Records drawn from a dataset
◆ ◆ ◆ ◆
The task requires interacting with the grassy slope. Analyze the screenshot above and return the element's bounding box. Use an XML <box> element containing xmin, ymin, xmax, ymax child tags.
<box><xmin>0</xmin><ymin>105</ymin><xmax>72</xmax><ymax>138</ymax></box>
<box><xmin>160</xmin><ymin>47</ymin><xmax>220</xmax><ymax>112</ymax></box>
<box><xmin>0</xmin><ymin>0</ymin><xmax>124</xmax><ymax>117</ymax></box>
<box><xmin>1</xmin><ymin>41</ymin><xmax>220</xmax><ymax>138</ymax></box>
◆ ◆ ◆ ◆
■ **TASK GOAL**
Restate every line of the data word for word.

■ **YOUR SOLUTION**
The task requires interacting with the grassy slope. Analyze the screenshot above and return the element's bounding box. Use an XML <box> element containing xmin, ymin, xmax, ymax child tags.
<box><xmin>0</xmin><ymin>105</ymin><xmax>72</xmax><ymax>138</ymax></box>
<box><xmin>160</xmin><ymin>47</ymin><xmax>220</xmax><ymax>112</ymax></box>
<box><xmin>0</xmin><ymin>0</ymin><xmax>124</xmax><ymax>117</ymax></box>
<box><xmin>1</xmin><ymin>41</ymin><xmax>220</xmax><ymax>138</ymax></box>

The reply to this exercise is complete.